> **Dataset records**:
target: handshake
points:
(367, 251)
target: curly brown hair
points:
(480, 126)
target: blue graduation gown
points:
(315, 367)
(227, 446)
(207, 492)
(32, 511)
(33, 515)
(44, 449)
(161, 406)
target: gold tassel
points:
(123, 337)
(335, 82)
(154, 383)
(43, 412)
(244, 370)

...

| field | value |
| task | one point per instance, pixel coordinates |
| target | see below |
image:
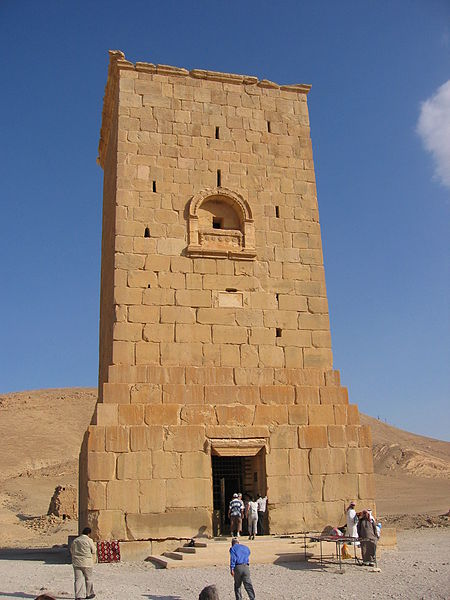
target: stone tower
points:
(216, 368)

> **Brief**: Count the lines in both blocks above that contain the string "target". Reply with the number only.

> **Completed task**: 6